### [Exercise description]
Convert the entries below into a two-column CSV with the headers "prompt" and "points", one row per entry. Put its text and its coordinate list each in a single quoted field with line breaks replaced by spaces, and omit the pictures.

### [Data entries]
__________________________________________________
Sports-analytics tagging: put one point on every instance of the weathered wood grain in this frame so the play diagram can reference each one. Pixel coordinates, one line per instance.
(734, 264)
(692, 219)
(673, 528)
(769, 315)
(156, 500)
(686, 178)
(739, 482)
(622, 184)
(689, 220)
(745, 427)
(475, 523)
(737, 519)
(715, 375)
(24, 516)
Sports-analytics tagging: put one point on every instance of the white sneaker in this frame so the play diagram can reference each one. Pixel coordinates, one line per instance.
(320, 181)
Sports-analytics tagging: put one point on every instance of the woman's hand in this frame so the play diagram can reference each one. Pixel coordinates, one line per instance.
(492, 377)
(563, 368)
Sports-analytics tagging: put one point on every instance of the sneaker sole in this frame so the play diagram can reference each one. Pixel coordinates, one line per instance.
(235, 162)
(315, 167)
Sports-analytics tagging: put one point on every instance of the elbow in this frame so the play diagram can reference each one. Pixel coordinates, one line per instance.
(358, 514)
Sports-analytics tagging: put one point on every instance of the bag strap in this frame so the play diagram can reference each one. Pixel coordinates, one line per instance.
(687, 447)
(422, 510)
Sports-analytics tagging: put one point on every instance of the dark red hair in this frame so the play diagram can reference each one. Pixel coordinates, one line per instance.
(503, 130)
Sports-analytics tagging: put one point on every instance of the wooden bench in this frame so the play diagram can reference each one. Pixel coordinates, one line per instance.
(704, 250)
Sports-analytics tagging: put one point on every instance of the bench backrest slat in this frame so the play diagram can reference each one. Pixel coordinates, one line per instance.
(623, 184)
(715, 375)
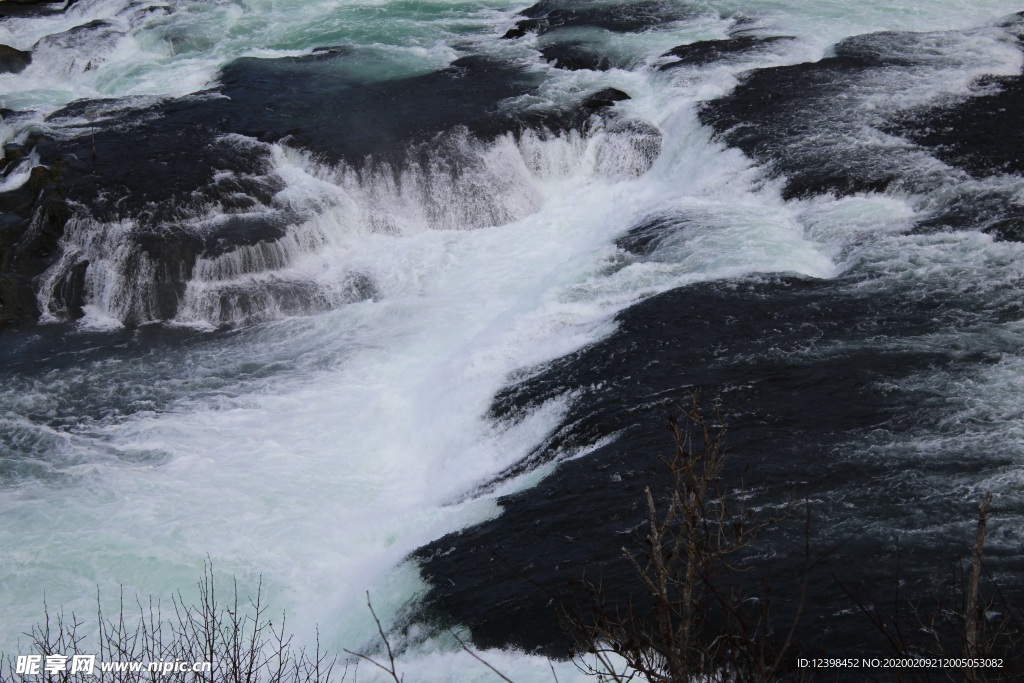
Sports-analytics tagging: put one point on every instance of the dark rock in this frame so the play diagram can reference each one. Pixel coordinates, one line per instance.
(622, 17)
(17, 300)
(603, 98)
(24, 8)
(981, 135)
(728, 338)
(13, 61)
(164, 166)
(786, 117)
(69, 293)
(709, 51)
(576, 56)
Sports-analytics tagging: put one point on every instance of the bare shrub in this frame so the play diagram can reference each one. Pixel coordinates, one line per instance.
(237, 638)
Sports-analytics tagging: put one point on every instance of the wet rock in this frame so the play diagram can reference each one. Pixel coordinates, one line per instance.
(12, 60)
(621, 17)
(981, 135)
(193, 176)
(576, 56)
(605, 97)
(69, 295)
(788, 119)
(34, 7)
(709, 51)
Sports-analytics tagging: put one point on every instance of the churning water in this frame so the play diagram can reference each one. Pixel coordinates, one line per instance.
(417, 256)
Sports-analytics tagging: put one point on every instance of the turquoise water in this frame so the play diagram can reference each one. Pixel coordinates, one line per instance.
(316, 451)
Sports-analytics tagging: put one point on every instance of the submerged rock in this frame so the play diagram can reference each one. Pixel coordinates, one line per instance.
(193, 177)
(576, 56)
(12, 60)
(617, 16)
(709, 51)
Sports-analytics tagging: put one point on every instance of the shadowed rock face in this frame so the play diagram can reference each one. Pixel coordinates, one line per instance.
(787, 413)
(710, 51)
(576, 56)
(787, 119)
(13, 61)
(162, 164)
(621, 17)
(34, 7)
(981, 135)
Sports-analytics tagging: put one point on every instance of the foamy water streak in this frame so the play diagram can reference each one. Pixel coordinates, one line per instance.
(322, 446)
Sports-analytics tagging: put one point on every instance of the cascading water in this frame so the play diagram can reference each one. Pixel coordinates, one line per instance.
(273, 336)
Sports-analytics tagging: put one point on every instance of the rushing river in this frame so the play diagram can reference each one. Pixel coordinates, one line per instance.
(344, 296)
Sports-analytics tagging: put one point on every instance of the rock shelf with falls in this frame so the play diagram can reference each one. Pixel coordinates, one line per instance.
(382, 289)
(129, 206)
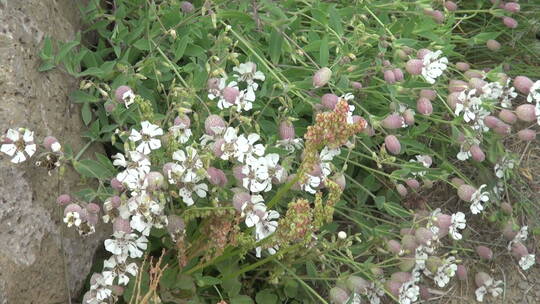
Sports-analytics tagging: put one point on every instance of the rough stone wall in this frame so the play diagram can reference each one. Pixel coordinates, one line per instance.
(32, 266)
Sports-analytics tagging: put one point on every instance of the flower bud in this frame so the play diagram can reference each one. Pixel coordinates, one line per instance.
(512, 7)
(121, 92)
(424, 106)
(429, 94)
(357, 284)
(423, 235)
(398, 74)
(519, 250)
(451, 6)
(526, 112)
(462, 66)
(414, 66)
(52, 144)
(523, 84)
(216, 177)
(338, 296)
(506, 208)
(117, 185)
(457, 181)
(187, 7)
(507, 116)
(393, 121)
(401, 190)
(213, 123)
(389, 77)
(393, 246)
(239, 199)
(481, 278)
(457, 85)
(408, 117)
(175, 224)
(182, 121)
(392, 144)
(356, 85)
(465, 192)
(329, 101)
(92, 208)
(63, 199)
(510, 22)
(527, 135)
(230, 94)
(213, 84)
(477, 153)
(321, 77)
(339, 179)
(121, 224)
(493, 45)
(155, 180)
(484, 252)
(461, 273)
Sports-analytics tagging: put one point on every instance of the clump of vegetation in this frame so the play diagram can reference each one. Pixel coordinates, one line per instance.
(299, 151)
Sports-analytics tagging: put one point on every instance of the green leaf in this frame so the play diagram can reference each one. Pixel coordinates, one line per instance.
(266, 296)
(92, 168)
(241, 299)
(274, 48)
(86, 113)
(180, 48)
(324, 52)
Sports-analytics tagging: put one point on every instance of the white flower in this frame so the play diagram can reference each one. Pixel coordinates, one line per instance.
(311, 184)
(254, 210)
(186, 192)
(72, 218)
(245, 148)
(19, 146)
(492, 90)
(505, 165)
(408, 293)
(257, 176)
(291, 145)
(527, 261)
(146, 136)
(129, 98)
(534, 93)
(490, 287)
(126, 244)
(181, 133)
(247, 72)
(120, 270)
(433, 67)
(445, 272)
(458, 222)
(478, 198)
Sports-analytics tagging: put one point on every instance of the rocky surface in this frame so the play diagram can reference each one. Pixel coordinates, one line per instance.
(33, 266)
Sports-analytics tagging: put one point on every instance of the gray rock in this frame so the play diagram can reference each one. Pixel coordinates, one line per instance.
(33, 266)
__________________________________________________
### [Answer for the task]
prompt,points
"Sports-analytics tagging: put one point on every instance of the weathered wood grain in this frame so the play diagram can reference each one. Pixel coordinates, one line per instance.","(734, 264) (692, 219) (673, 528) (769, 315) (156, 500) (686, 178) (739, 482) (622, 184) (689, 220) (745, 427) (475, 523) (737, 519) (715, 375) (24, 516)"
"Sports-analytics tagging: put one point on every instance of the white sneaker in this frame so the play diagram can reference each one. Pixel coordinates, one line per instance.","(320, 181)"
"Sports-analytics tagging: put one point on every instance of the woman's hand in this frame so the play diagram can reference each one. Pixel coordinates, one line per instance.","(492, 377) (563, 368)"
"Sports-analytics tagging: put one point on every instance of the sneaker sole in this frame so the play diagram can reference each one. Pixel coordinates, one line per instance.","(235, 162) (315, 167)"
"Sports-analytics tagging: put one point on every instance of the elbow in this frame so the play diagram can reference each one. Pixel coordinates, one line per instance.","(358, 514)"
"Sports-analytics tagging: put one point on every instance of the bag strap in this frame so the play diagram can reference each one. Pixel coordinates, one line per instance.","(687, 447) (422, 510)"
"Sports-analytics tagging: put one point on every instance of the dark red hair in this frame so the play diagram can reference each one. Pixel coordinates, one line per instance.","(503, 130)"
"Sports-analytics tagging: put one point on every instance of the wooden bench in this frame so the play diagram can reference each one. Pixel coordinates, one line per instance.","(704, 250)"
"Sports-analytics tagging: put one point on every instance of the bench backrest slat in this frame so the play diagram can reference each one. Pixel coordinates, one line per instance.","(623, 184) (715, 375)"
"Sports-analytics tagging: put one point on every instance of the dark rock in this frame so the play diagram can reference each one. Pixel coordinates, one line per instance.","(622, 17) (17, 300) (603, 98) (24, 8) (981, 135) (728, 338) (13, 61) (164, 166) (786, 117) (69, 293) (709, 51) (576, 56)"
"Sports-analytics tagging: put one point on every instance of the bare shrub in this frame so the play diagram can reference each one. Pixel coordinates, one line per instance.","(237, 638)"
"Sports-analytics tagging: put one point on every instance of the wet rock in this frame so the play diagram can reference each one. Pixel coordinates, one line per instance.","(12, 60) (621, 17) (981, 135) (193, 176) (576, 56) (605, 97) (69, 295) (788, 119) (34, 7) (709, 51)"
"Sports-analytics tagging: put one point on every instance of the churning water in this frame so the play diagram can reference each one. Pixel coordinates, one line per instance.","(417, 256)"
"Sports-analytics tagging: put one point on every instance of the turquoise water in this frame so the play diagram can reference each one. Pixel coordinates, one line per instance.","(316, 451)"
"Sports-analytics tagging: put one point on every instance of the submerged rock in this frame so the play diagram can reference each one. Pixel coordinates, one line per instance.","(193, 177) (576, 56) (12, 60) (617, 16) (709, 51)"
"Sports-analytics tagging: put one point on every instance of the shadowed rock face in this frame so the play diagram can reference each one. Pixel coordinates, one line per instance.","(787, 413) (710, 51) (576, 56) (787, 119) (13, 61) (162, 164) (621, 17) (34, 7) (981, 135)"
"Sports-analytics tagging: put one point on every instance of the foamy water streak in this frame so the play diagram can reference each one. Pixel coordinates, one line per instance.","(322, 446)"
"Sports-analytics tagging: put one point on every instance of the cascading water in this frame so the play diagram can reference each one. Pixel coordinates, one line per instance.","(273, 336)"
"Sports-analytics tagging: put one point on every instance of the rushing river in this frame so the play diagram can reference each one. Pixel coordinates, one line per instance.","(344, 296)"
"Sports-analytics tagging: put one point on every instance of the rock shelf with falls in this frame so the play diagram can reference each one. Pixel coordinates, one line per instance.","(382, 289) (129, 206)"
"Sports-analytics tagging: put one point on every instance of the rough stone wall in this frame so the play diagram can reference each one. Pixel coordinates, one line per instance.","(32, 266)"
"Sports-analytics tagging: put one point on every instance of the flower bud in this frame so the play diagram can reference each one. Pixel coordinates, one line per instance.","(512, 7) (121, 92) (424, 106) (429, 94) (357, 284) (423, 235) (398, 74) (519, 250) (451, 6) (526, 112) (462, 66) (414, 66) (52, 144) (523, 84) (216, 177) (338, 296) (506, 208) (117, 185) (457, 181) (187, 7) (507, 116) (393, 121) (401, 190) (213, 123) (389, 77) (393, 246) (239, 199) (481, 278) (457, 85) (408, 117) (175, 224) (182, 121) (392, 144) (356, 85) (465, 192) (329, 101) (92, 208) (63, 199) (510, 22) (527, 135) (230, 94) (213, 84) (477, 153) (321, 77) (339, 179) (121, 224) (493, 45) (155, 180) (484, 252) (461, 273)"
"Sports-analytics tagging: put one point on every instance of the clump of vegetation in this frame so the play diagram can reference each one. Pixel coordinates, one line per instance.","(299, 151)"
"Sports-analytics tagging: put one point on every instance of the green leaf in this frame so the play diagram can reference each one. Pixel coordinates, one line per instance.","(266, 296) (92, 168) (241, 299) (274, 48) (86, 113) (180, 48) (324, 52)"
"Sports-analytics tagging: put one point on every instance of the white flower in this frame so the play diagram can reference each one. Pixel coordinates, one line per instance.","(311, 184) (254, 210) (186, 192) (72, 218) (245, 148) (19, 146) (492, 90) (505, 165) (408, 293) (257, 176) (291, 145) (527, 261) (146, 136) (129, 98) (534, 93) (490, 287) (126, 244) (181, 133) (247, 72) (120, 270) (433, 67) (445, 272) (458, 222) (478, 198)"
"Sports-analytics tagging: put one point on every instance of the rocky surface in this frame so the play diagram can reference each one. Pixel coordinates, one line per instance.","(33, 266)"
"Sports-analytics tagging: put one point on every instance of the gray rock in this frame so the play diagram can reference each one. Pixel coordinates, one line per instance.","(33, 266)"